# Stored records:

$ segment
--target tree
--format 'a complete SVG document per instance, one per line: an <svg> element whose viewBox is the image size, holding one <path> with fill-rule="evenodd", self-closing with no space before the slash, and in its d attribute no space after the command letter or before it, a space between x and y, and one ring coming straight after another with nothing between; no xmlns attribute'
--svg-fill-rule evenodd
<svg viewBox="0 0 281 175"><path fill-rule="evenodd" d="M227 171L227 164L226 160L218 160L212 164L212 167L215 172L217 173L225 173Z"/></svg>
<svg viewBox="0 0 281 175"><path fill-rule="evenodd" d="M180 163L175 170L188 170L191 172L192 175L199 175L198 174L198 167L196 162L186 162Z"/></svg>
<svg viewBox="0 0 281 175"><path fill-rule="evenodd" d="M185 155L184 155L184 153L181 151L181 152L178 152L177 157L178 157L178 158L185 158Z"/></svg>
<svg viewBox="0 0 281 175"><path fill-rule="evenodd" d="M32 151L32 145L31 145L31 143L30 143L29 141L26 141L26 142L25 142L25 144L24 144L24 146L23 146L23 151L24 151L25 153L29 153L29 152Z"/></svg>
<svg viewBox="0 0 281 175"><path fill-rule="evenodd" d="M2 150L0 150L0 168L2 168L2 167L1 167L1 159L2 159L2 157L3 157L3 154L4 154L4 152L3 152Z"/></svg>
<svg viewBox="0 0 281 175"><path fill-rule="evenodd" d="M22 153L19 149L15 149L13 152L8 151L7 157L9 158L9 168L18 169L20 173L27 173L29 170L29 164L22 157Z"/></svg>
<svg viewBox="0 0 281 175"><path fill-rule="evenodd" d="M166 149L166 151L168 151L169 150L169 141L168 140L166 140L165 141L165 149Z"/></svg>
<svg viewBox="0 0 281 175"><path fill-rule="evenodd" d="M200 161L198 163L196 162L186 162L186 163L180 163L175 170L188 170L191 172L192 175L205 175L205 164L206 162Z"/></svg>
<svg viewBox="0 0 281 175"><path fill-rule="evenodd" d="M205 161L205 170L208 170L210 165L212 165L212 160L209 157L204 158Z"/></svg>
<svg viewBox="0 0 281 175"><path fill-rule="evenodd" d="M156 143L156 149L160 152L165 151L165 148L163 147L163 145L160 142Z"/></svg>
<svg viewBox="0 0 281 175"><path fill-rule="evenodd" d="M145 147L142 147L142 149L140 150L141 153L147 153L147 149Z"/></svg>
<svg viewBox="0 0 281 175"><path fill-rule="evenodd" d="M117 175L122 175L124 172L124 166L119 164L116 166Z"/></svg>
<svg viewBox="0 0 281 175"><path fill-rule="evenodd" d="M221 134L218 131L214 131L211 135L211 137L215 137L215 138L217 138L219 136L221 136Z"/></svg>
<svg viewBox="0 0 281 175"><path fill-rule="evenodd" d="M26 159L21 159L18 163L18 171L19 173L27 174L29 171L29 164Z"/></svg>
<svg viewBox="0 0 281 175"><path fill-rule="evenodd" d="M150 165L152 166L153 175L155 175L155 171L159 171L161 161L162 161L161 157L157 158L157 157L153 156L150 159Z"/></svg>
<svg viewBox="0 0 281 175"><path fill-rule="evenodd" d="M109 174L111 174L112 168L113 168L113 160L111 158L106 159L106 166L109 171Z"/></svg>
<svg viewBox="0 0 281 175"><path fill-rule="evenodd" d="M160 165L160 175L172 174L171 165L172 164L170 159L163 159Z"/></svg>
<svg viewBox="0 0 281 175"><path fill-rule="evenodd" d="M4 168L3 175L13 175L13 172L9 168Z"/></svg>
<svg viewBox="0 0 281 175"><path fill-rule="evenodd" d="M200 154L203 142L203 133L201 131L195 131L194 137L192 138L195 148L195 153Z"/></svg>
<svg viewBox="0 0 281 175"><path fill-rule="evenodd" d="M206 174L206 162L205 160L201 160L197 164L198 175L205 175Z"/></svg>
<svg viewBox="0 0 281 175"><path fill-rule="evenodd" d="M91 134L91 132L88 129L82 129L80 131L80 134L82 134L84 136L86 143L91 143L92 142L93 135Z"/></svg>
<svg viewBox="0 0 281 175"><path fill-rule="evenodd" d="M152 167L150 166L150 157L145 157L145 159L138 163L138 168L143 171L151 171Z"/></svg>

# TASK DESCRIPTION:
Word for word, retype all of the entries above.

# RESULT OF THIS EXERCISE:
$ segment
--target tree
--format 'a complete SVG document per instance, one per line: an <svg> element whose viewBox is the image size, holding one <path> with fill-rule="evenodd", self-closing with no space before the slash, and in its d attribute no space after the command letter or before it, a space between x and y, and one ring coming straight after another with nothing between; no xmlns attribute'
--svg-fill-rule evenodd
<svg viewBox="0 0 281 175"><path fill-rule="evenodd" d="M227 171L227 164L226 160L218 160L212 164L212 167L215 172L217 173L225 173Z"/></svg>
<svg viewBox="0 0 281 175"><path fill-rule="evenodd" d="M180 163L175 170L188 170L191 172L192 175L199 175L198 174L198 167L196 162L186 162Z"/></svg>
<svg viewBox="0 0 281 175"><path fill-rule="evenodd" d="M185 155L184 155L184 153L181 151L181 152L178 152L177 157L178 157L178 158L185 158Z"/></svg>
<svg viewBox="0 0 281 175"><path fill-rule="evenodd" d="M32 151L32 145L31 145L31 143L30 143L29 141L26 141L26 142L25 142L25 144L24 144L24 146L23 146L23 151L24 151L25 153L29 153L29 152Z"/></svg>
<svg viewBox="0 0 281 175"><path fill-rule="evenodd" d="M2 150L0 150L0 168L2 168L2 167L1 167L1 159L2 159L2 157L3 157L3 154L4 154L4 152L3 152Z"/></svg>
<svg viewBox="0 0 281 175"><path fill-rule="evenodd" d="M22 153L19 149L15 149L13 152L8 151L7 157L9 158L9 168L18 169L20 173L27 173L29 170L29 164L22 157Z"/></svg>
<svg viewBox="0 0 281 175"><path fill-rule="evenodd" d="M166 149L166 151L168 151L169 150L169 141L168 140L166 140L165 141L165 149Z"/></svg>
<svg viewBox="0 0 281 175"><path fill-rule="evenodd" d="M200 161L198 163L196 162L186 162L186 163L180 163L175 170L188 170L191 172L192 175L205 175L205 164L206 162Z"/></svg>
<svg viewBox="0 0 281 175"><path fill-rule="evenodd" d="M205 161L205 170L208 170L210 165L212 165L212 160L209 157L204 158Z"/></svg>
<svg viewBox="0 0 281 175"><path fill-rule="evenodd" d="M156 143L156 149L160 152L165 151L165 148L163 147L163 145L160 142Z"/></svg>
<svg viewBox="0 0 281 175"><path fill-rule="evenodd" d="M145 147L142 147L142 149L140 150L141 153L147 153L147 149Z"/></svg>
<svg viewBox="0 0 281 175"><path fill-rule="evenodd" d="M117 175L122 175L124 172L124 166L119 164L116 166Z"/></svg>
<svg viewBox="0 0 281 175"><path fill-rule="evenodd" d="M221 134L218 131L214 131L211 135L211 137L215 137L215 138L217 138L219 136L221 136Z"/></svg>
<svg viewBox="0 0 281 175"><path fill-rule="evenodd" d="M26 159L21 159L18 163L18 171L19 173L27 174L29 171L29 164Z"/></svg>
<svg viewBox="0 0 281 175"><path fill-rule="evenodd" d="M150 165L152 166L153 175L155 175L155 171L159 171L161 161L162 161L161 157L157 158L157 157L153 156L150 159Z"/></svg>
<svg viewBox="0 0 281 175"><path fill-rule="evenodd" d="M109 174L111 174L112 168L113 168L113 160L111 158L106 159L106 166L109 171Z"/></svg>
<svg viewBox="0 0 281 175"><path fill-rule="evenodd" d="M160 165L160 175L172 174L171 165L172 164L170 159L163 159Z"/></svg>
<svg viewBox="0 0 281 175"><path fill-rule="evenodd" d="M4 168L3 175L13 175L13 172L9 168Z"/></svg>
<svg viewBox="0 0 281 175"><path fill-rule="evenodd" d="M200 154L203 142L203 133L201 131L195 131L194 137L192 138L195 148L195 153Z"/></svg>
<svg viewBox="0 0 281 175"><path fill-rule="evenodd" d="M206 174L206 162L205 160L201 160L197 164L198 175L205 175Z"/></svg>
<svg viewBox="0 0 281 175"><path fill-rule="evenodd" d="M91 134L91 132L88 129L82 129L80 131L80 134L82 134L84 136L86 143L91 143L92 142L93 135Z"/></svg>
<svg viewBox="0 0 281 175"><path fill-rule="evenodd" d="M152 167L150 166L150 157L145 157L145 159L138 163L138 168L143 171L151 171Z"/></svg>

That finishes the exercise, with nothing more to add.